### Work required
Once the pictures are set aside, reproduce the remaining data exactly.

### Dataset extract

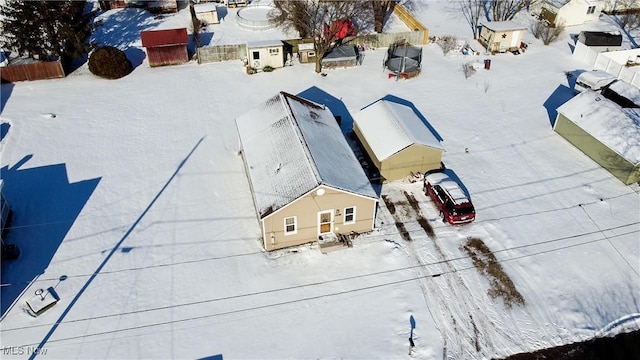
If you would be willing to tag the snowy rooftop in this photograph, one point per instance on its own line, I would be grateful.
(205, 7)
(626, 90)
(292, 145)
(264, 43)
(502, 25)
(390, 127)
(614, 126)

### Answer to the problem
If you would be willing to tag the snowy rooftop in this photograph, one point per instance on its own line, I would be grateful.
(205, 7)
(626, 90)
(292, 145)
(264, 43)
(502, 25)
(390, 127)
(614, 126)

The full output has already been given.